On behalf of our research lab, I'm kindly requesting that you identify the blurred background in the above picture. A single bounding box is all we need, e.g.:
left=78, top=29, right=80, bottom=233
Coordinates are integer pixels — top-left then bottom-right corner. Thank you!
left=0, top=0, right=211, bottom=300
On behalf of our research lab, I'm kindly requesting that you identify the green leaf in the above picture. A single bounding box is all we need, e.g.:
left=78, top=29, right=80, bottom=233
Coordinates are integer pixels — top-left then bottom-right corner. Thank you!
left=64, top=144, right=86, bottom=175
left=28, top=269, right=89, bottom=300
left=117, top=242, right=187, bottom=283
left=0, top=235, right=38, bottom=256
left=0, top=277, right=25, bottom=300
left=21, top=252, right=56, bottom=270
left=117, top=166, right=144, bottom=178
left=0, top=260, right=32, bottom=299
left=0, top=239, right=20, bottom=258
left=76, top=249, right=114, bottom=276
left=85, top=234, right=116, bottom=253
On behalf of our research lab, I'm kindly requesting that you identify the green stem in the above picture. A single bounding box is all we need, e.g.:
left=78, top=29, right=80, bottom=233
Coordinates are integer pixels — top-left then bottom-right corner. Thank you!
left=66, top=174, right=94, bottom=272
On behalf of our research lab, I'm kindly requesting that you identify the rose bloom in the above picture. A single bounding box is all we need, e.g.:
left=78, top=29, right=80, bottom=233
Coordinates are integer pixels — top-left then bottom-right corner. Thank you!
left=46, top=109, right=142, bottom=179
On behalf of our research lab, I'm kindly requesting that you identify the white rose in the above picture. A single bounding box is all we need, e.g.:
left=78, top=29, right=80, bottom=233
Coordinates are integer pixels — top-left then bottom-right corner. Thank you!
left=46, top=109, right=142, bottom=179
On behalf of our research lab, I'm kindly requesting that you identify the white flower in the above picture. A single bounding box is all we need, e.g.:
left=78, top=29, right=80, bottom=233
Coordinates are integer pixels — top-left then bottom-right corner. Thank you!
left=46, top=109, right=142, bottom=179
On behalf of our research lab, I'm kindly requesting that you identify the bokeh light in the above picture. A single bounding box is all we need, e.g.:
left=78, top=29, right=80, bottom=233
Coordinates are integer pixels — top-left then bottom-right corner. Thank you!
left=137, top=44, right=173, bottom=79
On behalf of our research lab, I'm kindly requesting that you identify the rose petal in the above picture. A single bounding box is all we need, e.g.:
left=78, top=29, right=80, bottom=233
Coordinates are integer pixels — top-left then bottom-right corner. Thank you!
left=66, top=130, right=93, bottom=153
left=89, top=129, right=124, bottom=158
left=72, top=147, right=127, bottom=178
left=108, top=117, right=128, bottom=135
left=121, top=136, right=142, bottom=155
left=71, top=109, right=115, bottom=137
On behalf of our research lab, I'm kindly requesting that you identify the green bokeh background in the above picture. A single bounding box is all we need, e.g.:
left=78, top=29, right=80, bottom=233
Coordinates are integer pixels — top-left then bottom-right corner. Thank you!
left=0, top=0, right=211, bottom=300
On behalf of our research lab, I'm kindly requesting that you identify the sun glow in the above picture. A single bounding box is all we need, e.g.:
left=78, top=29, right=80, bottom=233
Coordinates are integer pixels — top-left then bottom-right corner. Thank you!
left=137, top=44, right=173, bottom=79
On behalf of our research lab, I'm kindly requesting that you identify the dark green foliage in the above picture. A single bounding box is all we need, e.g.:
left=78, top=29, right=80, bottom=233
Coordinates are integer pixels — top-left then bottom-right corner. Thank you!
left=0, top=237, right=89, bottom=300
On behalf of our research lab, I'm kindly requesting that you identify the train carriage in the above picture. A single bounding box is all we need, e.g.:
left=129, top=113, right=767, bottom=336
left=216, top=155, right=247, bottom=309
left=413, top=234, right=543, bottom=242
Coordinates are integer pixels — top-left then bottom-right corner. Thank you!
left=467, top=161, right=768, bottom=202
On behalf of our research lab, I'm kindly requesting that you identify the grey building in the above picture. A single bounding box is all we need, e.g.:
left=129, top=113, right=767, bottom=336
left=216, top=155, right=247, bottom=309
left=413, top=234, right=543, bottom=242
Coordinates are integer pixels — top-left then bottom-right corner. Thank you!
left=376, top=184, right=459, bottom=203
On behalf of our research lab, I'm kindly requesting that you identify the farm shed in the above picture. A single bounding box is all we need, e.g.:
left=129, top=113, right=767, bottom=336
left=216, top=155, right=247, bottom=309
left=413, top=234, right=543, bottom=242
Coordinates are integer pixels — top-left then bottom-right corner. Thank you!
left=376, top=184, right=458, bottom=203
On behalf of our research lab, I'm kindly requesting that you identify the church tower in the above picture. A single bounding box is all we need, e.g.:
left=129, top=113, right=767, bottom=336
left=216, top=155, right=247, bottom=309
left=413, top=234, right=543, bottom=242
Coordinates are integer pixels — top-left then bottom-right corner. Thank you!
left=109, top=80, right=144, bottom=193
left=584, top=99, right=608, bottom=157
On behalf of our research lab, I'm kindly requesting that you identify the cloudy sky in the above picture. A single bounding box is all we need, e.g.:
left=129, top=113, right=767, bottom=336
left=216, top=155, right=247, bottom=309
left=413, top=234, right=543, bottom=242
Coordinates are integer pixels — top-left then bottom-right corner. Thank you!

Exercise prompt | Please set down, unchanged, everything in the listing from the line containing "the rose petal" down to the line containing "left=0, top=237, right=89, bottom=300", with both of those lines included.

Response to the task |
On behalf of our research lab, I'm kindly requesting that you identify the rose petal in the above picture. A single bounding box is all we need, e.g.:
left=78, top=29, right=80, bottom=233
Coordinates are integer pixels — top-left then bottom-right corner. Thank you!
left=66, top=130, right=93, bottom=153
left=89, top=129, right=124, bottom=158
left=72, top=147, right=127, bottom=178
left=108, top=117, right=128, bottom=135
left=121, top=136, right=142, bottom=155
left=71, top=109, right=115, bottom=137
On behalf of our research lab, I'm kindly requesting that you identify the green bokeh background in the above picture. A single bounding box is all we need, e.g.:
left=78, top=29, right=80, bottom=233
Coordinates are integer pixels — top-left then bottom-right corner. Thank you!
left=0, top=0, right=211, bottom=300
On behalf of our research lab, I'm kindly requesting that you identify the sun glow in the above picture. A single bounding box is all we need, e.g.:
left=78, top=29, right=80, bottom=233
Coordinates are integer pixels — top-left then bottom-right corner. Thank you!
left=137, top=44, right=173, bottom=79
On behalf of our research lab, I'm kindly requesting that you identify the dark green foliage in the above picture. A single bounding box is all we need, e.g.:
left=78, top=29, right=80, bottom=233
Coordinates are integer pixels — top-left then bottom-right corner. Thank you!
left=0, top=237, right=89, bottom=300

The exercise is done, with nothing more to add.